### Text:
= Beginning of Section =

YOUR SOLIN GENERATED RECIPE
Protein-Packed Butternut Squash Mac and Cheese
Enjoy a creamy twist on the classic mac and cheese that’s boosted with protein and the natural sweetness of butternut squash. This dish features whole wheat pasta, a velvety squash puree, and a blend of reduced-fat cheddar and Greek yogurt, with tender diced chicken breast for an extra protein punch. It's a comforting, nutrient-dense meal perfect for any time of day.
INGREDIENTS
2 oz Whole Wheat Pasta (cooked)
1/2 cup Butternut Squash Puree
1/4 cup Reduced-Fat Cheddar Cheese, shredded
1/4 cup Nonfat Milk
1/4 cup Nonfat Greek Yogurt
2 oz Diced Chicken Breast
1/2 tsp Garlic Powder
1/2 tsp Dry Mustard
Salt and Pepper to taste
PREPARATION
Bring a pot of salted water to a boil. Add the whole wheat pasta and cook until al dente, about 8-10 minutes. Drain and set aside.
While the pasta cooks, heat a small skillet over medium heat and add the diced chicken breast. Season with a pinch of salt, pepper, and garlic powder. Sauté until fully cooked, about 5-6 minutes. Remove from heat.
In a small saucepan, combine the butternut squash puree, nonfat milk, nonfat Greek yogurt, and dry mustard. Stir over low-medium heat until the mixture is warmed through and smooth.
Add the reduced-fat cheddar cheese to the sauce and stir until melted and well incorporated.
Combine the cooked pasta, chicken, and cheese-squash sauce in a large bowl. Season with additional salt and pepper if desired, and mix thoroughly.
Serve warm and enjoy your protein-packed twist on classic mac and cheese.

= End of Section =

### Dataset records:
= Beginning of Section =

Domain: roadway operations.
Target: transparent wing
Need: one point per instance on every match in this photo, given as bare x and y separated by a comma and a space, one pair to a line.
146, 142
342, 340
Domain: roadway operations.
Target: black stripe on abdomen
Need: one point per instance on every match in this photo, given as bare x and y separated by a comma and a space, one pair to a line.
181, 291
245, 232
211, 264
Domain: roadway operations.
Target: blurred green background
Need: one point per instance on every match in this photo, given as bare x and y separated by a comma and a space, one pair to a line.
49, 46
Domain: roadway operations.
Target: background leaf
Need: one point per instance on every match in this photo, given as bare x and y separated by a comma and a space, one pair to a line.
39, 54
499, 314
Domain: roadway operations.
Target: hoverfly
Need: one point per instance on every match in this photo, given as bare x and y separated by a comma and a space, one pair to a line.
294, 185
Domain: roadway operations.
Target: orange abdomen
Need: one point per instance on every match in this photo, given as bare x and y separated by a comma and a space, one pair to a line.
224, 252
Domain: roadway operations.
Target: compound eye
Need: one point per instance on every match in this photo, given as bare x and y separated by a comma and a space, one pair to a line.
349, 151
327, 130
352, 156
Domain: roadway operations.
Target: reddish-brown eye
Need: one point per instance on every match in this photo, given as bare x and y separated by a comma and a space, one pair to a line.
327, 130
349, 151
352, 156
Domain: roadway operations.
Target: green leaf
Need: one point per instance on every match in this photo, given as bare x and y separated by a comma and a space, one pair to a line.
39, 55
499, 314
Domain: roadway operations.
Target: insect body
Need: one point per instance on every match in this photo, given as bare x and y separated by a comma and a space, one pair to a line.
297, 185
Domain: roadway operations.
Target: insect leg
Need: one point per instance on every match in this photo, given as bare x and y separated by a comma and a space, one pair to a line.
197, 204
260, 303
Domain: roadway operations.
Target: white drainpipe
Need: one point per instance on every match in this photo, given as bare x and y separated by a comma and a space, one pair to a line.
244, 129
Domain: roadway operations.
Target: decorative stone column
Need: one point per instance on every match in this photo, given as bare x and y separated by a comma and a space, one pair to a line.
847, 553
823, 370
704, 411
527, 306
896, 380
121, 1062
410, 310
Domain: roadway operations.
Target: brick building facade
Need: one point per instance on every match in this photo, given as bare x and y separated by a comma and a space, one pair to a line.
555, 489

= End of Section =

### What you need to do:
1 - From the recipe, extract the stretch from "YOUR SOLIN GENERATED" through "time of day." word for word.
2 - For each statement, answer yes or no according to the recipe, and quote the words that decide it. (a) The diced chicken breast is sautéed for about 5 to 6 minutes. (b) The whole wheat pasta is cooked for about 12 to 15 minutes. (c) The recipe calls for 1 cup of nonfat milk.

### Answers by task:
1 -
YOUR SOLIN GENERATED RECIPE
Protein-Packed Butternut Squash Mac and Cheese
Enjoy a creamy twist on the classic mac and cheese that’s boosted with protein and the natural sweetness of butternut squash. This dish features whole wheat pasta, a velvety squash puree, and a blend of reduced-fat cheddar and Greek yogurt, with tender diced chicken breast for an extra protein punch. It's a comforting, nutrient-dense meal perfect for any time of day.

2 -
(a) Yes: "Sauté until fully cooked, about 5-6 minutes."
(b) No: "cook until al dente, about 8-10 minutes."
(c) No: "1/4 cup Nonfat Milk"